#### Excerpted text

Another star, another state?: Puerto Rico’s political storm continues

issue_14.jpgJACOB M. SANTOS

Special to the Leader

During the Fall 2017 semester, Fredonia’s Professional Development Center has continued to coordinate The Democracy 101 collection held every week in Reed Library.

Last week, Carmen Rivera, who serves as the associate dean for the College of Liberal Arts and Science, hosted a lecture titled “Another flag, another state?: Puerto Rico’s political storm.” The topic of Puerto Rico’s political status as a U.S. territory has been circulating in American news media after being devastated by Hurricane Maria in September.

“The title of this lecture is a title of a course I taught in 1998 upon the 100th anniversary of Puerto Rico as a territory of the United States,” said Rivera. “[The territory] was acquired after the Spanish- American war in 1898.”

Rivera spoke in depth about federal legislation that continues to affect Puerto Rico today, most notably the Jones-Shafroth Act of 1917, more commonly known as the Jones Act. Among the act’s numerous components, it states that foreign vessels are prohibited from practicing maritime trade with Puerto Rico.

“This topic became a big issue and was all over the news because other countries such as Panama and Colombia wanted to send goods to the island, but they couldn’t because of this law,” said Rivera.

All foreign goods going to Puerto Rico must go to the U.S. mainland first and be transferred to an American vessel. Over the century, this has caused prices in Puerto Rico to rise by approximately 20 percent — a major barrier to receiving aid providing food, water, medicine and other materials.

Shortly after Hurricane Maria, many Americans demanded that the Jones Act be waived in order to receive necessary imports as soon as possible. After urgent demands from politicians and the American people, President Trump waived the Jones Act, allowing foreign goods to ship directly to Puerto Rico. The waiver, however, was only permitted within a 10-day period, which was a short duration before mandating foreign goods to dock on the U.S. mainland first.

Rivera shifted toward discussing the three political statuses that have been a hot topic in Puerto Rican politics for decades. Shall the island become the 51st state of the United States, an independent nation or remain a U.S. territory with a commonwealth government?

The current commonwealth status was established in 1952, which granted residents of Puerto Rico the right to vote for governor. Prior to this time, the U.S. president appointed someone for the position. The current status, however, does not grant Puerto Ricans the right to vote in federal elections. The territory only receives one non-voting delegate in the U.S. house of representatives.

########

● Set of tasks:
• a. According to the article on Puerto Rico's political status, in what year was the current commonwealth status established?
• b. Translate this sentence from the article on Puerto Rico's political status into Spanish: "Prior to this time, the U.S. president appointed someone for the position."
• c. Continue the article on Puerto Rico's political status from where it stops.

#### Record extracts

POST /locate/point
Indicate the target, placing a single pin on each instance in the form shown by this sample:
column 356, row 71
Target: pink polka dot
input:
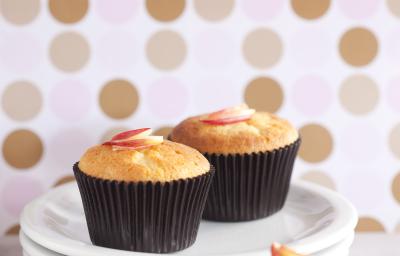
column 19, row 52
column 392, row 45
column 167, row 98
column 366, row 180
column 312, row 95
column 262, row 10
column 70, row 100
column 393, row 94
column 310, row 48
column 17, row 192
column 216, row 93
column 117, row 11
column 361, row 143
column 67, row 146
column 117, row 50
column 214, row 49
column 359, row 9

########
#### Record extracts

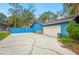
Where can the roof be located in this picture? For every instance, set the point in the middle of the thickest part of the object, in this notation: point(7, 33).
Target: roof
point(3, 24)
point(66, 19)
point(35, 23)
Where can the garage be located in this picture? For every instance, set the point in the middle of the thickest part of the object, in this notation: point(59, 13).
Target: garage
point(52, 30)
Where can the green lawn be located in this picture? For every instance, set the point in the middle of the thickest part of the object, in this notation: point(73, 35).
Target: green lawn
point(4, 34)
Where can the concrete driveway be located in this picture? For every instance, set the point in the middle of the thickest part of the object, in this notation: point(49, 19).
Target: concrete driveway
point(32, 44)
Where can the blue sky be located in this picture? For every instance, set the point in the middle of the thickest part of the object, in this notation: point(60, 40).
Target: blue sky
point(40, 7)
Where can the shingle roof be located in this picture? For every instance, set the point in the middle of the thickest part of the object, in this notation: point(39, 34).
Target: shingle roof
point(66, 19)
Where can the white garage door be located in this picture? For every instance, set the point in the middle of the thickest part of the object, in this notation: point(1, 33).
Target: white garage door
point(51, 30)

########

● Exercise answers:
• a. 1952

• b. Antes de esa época, el presidente de los Estados Unidos designaba a alguien para el cargo.

• c.
Should Puerto Rico become a state, it would gain two senators and five to seven representatives in Congress, which would have an influence within the U.S. federal government and the nation as a whole.

Currently, statehood and commonwealth are by far the most popular statuses among residents of Puerto Rico, however its independence movement is extremely vocal. If Puerto Rico was to become a sovereign nation, a number of issues would need to be reviewed in order to ensure a steady transition. Citizenship, immigration, social security, veteran affairs, military defense and currency use are just a handful of issues to be addressed.

Immediately after the lecture, many of the attendees asked questions about the current issues, as well as expressing their thoughts about the matter.

Sandra Lewis, of the Professional Development Center who helps coordinate the Democracy 101 lecture series, attended Rivera’s presentation about Puerto Rico.

“I’m surprised,” said Lewis. “We’re taking advantage of people and we have not taken care of the matter [after Hurricane Maria].”

The discussion among the attendees began to focus on President Trump’s visit to Puerto Rico in October, of which many Americans have criticized his acts to be discourteous.

Junior music industry major Briannie Gabey also attended last week’s lecture. Gabey, who is of Cuban and Puerto Rican descent, voiced her concern about President Trump’s unprofessional leadership when tending to the 3.4 million U.S. citizens living in Puerto Rico affected by Hurricane Maria.

“The way that Trump has been going about it is horrendous,” said Gabey. “We saw it when he was tossing paper towels around at a crowd [waiting to receive food]. It’s sad.”

Some of the other attendees began to discuss how thousands of Puerto Ricans have moved to states such as New York and Florida, which could have a big impact on the 2020 presidential election since they will gain the right to vote.